== What this task involves ==
Rewrite the lines from the one containing "Can you see the man" through the end of the material, inclusive, with "black jacket" changed to "dark coat" and nothing else altered.

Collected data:
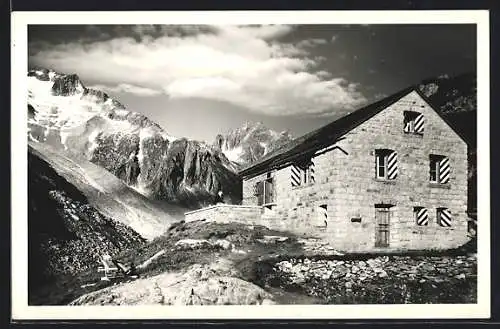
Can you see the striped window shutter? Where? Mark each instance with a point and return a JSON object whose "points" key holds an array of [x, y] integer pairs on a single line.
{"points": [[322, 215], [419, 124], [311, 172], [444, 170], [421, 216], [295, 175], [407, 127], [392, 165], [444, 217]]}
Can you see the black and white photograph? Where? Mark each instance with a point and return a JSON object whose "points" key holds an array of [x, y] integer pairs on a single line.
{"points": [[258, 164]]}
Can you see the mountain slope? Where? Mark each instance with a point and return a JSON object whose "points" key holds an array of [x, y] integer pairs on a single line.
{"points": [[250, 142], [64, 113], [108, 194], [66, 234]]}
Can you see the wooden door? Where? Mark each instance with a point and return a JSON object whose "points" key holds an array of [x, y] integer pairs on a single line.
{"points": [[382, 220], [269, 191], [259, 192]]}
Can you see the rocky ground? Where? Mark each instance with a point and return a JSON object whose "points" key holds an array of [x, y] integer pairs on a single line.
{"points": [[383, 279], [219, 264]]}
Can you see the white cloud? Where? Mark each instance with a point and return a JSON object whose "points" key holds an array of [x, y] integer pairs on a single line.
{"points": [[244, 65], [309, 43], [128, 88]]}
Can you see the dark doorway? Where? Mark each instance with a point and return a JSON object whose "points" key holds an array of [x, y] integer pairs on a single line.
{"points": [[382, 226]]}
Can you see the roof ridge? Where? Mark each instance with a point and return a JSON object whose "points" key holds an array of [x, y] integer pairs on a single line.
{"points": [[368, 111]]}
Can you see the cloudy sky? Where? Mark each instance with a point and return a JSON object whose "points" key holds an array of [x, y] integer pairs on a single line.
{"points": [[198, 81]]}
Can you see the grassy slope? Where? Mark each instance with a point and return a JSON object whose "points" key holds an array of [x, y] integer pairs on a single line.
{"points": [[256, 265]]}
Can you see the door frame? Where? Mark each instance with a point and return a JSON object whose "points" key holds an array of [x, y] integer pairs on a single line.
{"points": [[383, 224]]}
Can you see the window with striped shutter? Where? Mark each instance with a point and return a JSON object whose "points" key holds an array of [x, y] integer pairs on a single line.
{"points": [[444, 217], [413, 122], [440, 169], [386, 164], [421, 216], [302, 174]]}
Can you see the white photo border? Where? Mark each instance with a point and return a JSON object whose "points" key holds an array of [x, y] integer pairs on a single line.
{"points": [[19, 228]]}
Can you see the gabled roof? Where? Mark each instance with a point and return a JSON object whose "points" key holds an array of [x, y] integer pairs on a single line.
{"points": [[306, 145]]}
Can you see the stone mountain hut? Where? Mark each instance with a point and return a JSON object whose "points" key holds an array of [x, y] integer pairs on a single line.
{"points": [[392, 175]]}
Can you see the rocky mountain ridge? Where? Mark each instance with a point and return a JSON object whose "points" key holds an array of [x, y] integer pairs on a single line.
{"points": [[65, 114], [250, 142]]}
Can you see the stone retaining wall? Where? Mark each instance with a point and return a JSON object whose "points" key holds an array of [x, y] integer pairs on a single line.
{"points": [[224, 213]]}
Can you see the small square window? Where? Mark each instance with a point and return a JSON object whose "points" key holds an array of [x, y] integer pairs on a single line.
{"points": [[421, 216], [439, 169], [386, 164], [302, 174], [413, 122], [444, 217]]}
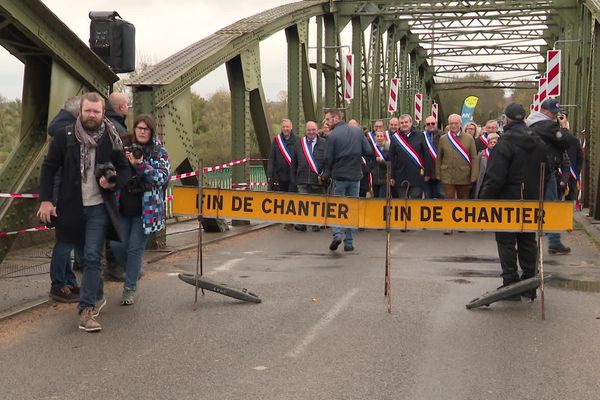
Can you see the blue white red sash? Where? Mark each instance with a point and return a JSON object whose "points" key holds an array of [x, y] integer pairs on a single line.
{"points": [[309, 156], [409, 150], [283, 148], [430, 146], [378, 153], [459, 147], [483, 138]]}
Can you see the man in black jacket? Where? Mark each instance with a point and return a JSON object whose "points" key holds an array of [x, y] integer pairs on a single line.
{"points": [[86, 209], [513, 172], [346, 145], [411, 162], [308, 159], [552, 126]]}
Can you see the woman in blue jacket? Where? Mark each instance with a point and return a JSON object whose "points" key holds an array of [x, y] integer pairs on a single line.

== Task result ==
Can you see the man in dark coat? Where? Mark each instance with a point and return a JSON object whose "points" key holds an array of [x, y] integer pairs on a single line.
{"points": [[86, 209], [513, 172], [346, 145], [411, 162], [308, 159], [552, 126]]}
Can you see the woman in blue jacket? Where? Mark each instance with a point and return a JSON object whose "points" key holds an array of [x, y] integer pairs on a single line.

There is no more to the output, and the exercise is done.